Document section:
In a more polemical vein, a film of several years ago aimed at Evangelicals called “With God on Our Side” faulted Christian Zionism for Palestinian suffering, for U.S. military adventurism, and for impeding Christian witness and evangelism among Israel’s Arab adversaries.   

 Articulating a hardliner line old style version of Liberation Theology, a United Methodist theologian, formerly Southern Baptist, Miguel De La Torre, complaining about Netanyahu’s reelection, succinctly explained: 

 “My preferential option towards the Palestinians is because overall, they are the ones who are suffering economic and political oppression. As a liberation theologian, I must stand with Palestinians while remaining ready to also criticize their policies.”

Data section:
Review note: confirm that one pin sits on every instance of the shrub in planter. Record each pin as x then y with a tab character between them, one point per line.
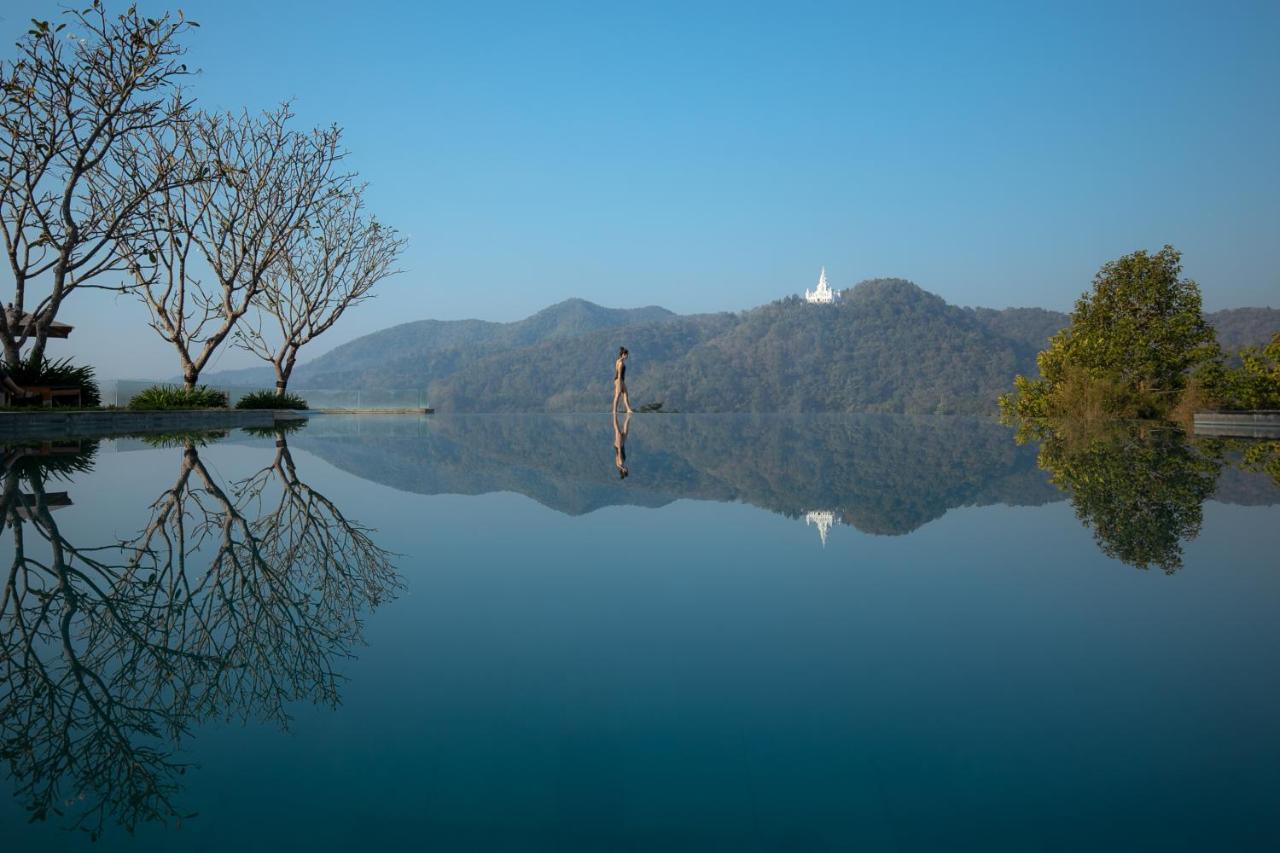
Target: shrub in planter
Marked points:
270	400
178	397
60	373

What you need to do:
A. Reproduce the part of the passage on critics of Christian Zionism that opens with the words containing "In a more polemical" and closes with "Israel’s Arab adversaries.".
B. Sum up the passage on critics of Christian Zionism in two sentences.
C. Resume the passage on critics of Christian Zionism after its last sentence.

Answers below:
A.
In a more polemical vein, a film of several years ago aimed at Evangelicals called “With God on Our Side” faulted Christian Zionism for Palestinian suffering, for U.S. military adventurism, and for impeding Christian witness and evangelism among Israel’s Arab adversaries.

B. A film aimed at Evangelicals several years ago, "With God on Our Side," blamed Christian Zionism for Palestinian suffering, for U.S. military adventurism, and for impeding Christian witness and evangelism among Israel's Arab adversaries. Complaining about Netanyahu's reelection, United Methodist theologian Miguel De La Torre explained that a liberation theologian must stand with the Palestinians because they suffer economic and political oppression, while remaining ready to criticize their policies.

C.
 Last year, the Presbyterian Church (USA) before adopting anti-Israel divestment, published Zionism Unsettled, which faulted Christian Zionism because it “fuses religion with politics, distorts faith, and imperils peace in the Middle East.”  Further, “In its liberal Christian manifestations, Zionism serves as a ‘price-tag’ theology providing Christians with a vehicle of repentance for the guilt accrued during centuries of European Christian anti-Semitism culminating in the Holocaust.”  In fact, ““Israeli and American myths of origin are similar and derived from the same biblical sources,” Zionism Unsettled noted that “the history and ideology of settler colonialism have been so central to the political history of the United States that it is not surprising the political and religious leadership in the US has been predisposed to uncritical support for the Zionist movement.”

 At least the liberal Protestant hostility to Christian Zionism, guided by Liberation Theology, is concise and relatively consistent.  The more recent Evangelical Left critique is more situational and therapeutic, claiming to be concerned about evangelism, which liberal Protestants decidedly are not.  Meanwhile, a neo-Anabaptist twist to the ongoing critique of Christian Zionism, which overlaps the liberal Protestant and Evangelical worlds, portrays it as an ideology of empire, war and domination, largely a particularly sinister manifestation of Constantinianism, with Israel the prong of American militarism.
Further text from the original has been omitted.